*Problem to solve:*
Using the material below, copy every line where "instance" appears.

[Given data Boundary: Start]

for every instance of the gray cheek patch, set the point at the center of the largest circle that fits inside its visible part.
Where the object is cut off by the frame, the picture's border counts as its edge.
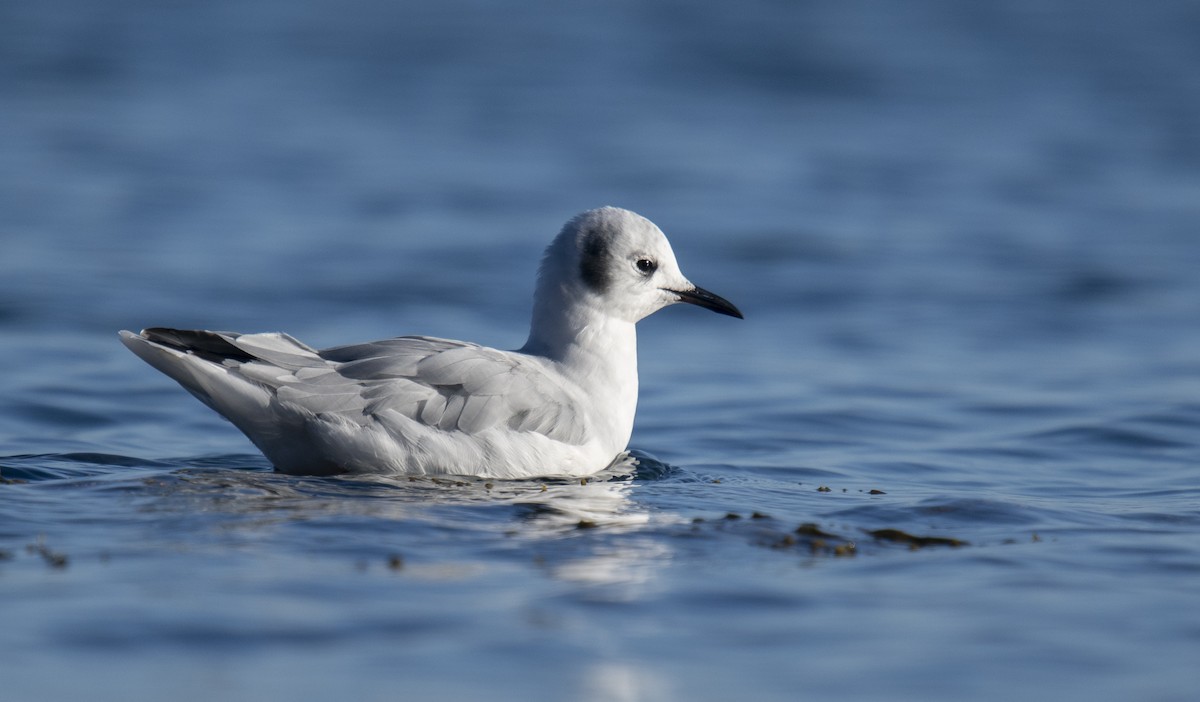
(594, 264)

[Given data Boundary: End]
[Given data Boundary: Start]

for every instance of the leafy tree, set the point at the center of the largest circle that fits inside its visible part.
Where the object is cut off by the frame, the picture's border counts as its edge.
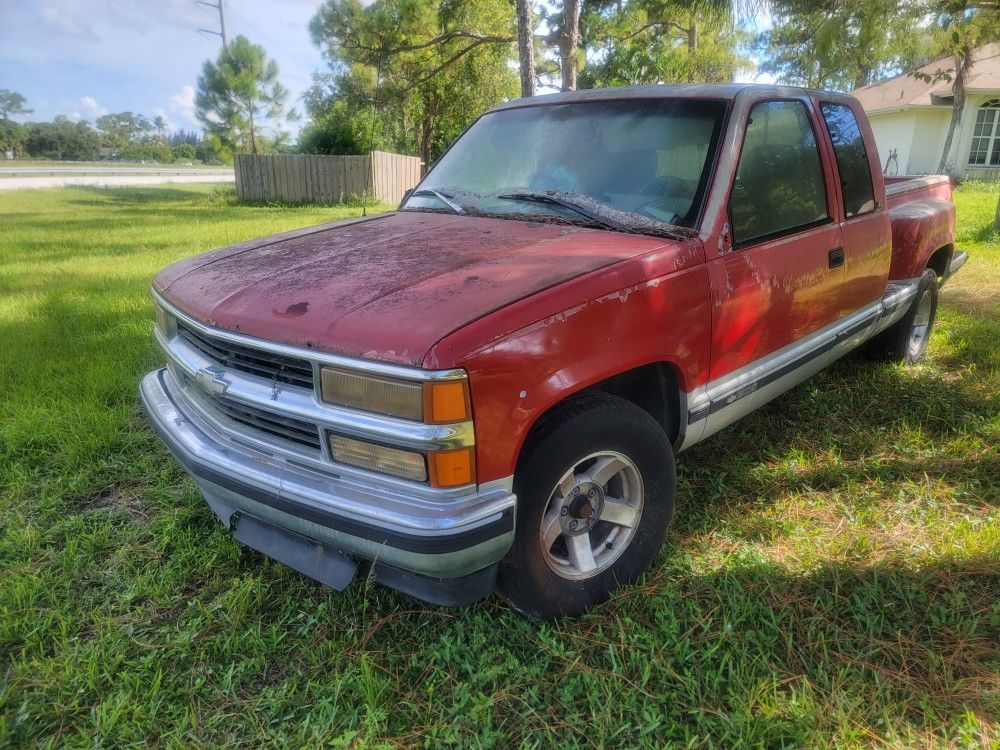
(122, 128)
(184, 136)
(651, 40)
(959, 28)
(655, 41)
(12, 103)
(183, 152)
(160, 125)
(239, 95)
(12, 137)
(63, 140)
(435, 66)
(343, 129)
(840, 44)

[Given data Boundary: End]

*Response to this task:*
for every instance of the gray cheek patch, set the point at the center of the largest circle that fits inside its visible part.
for every instance of the leafy tree, set the point at the center of the largest circle that fits inside its visible part.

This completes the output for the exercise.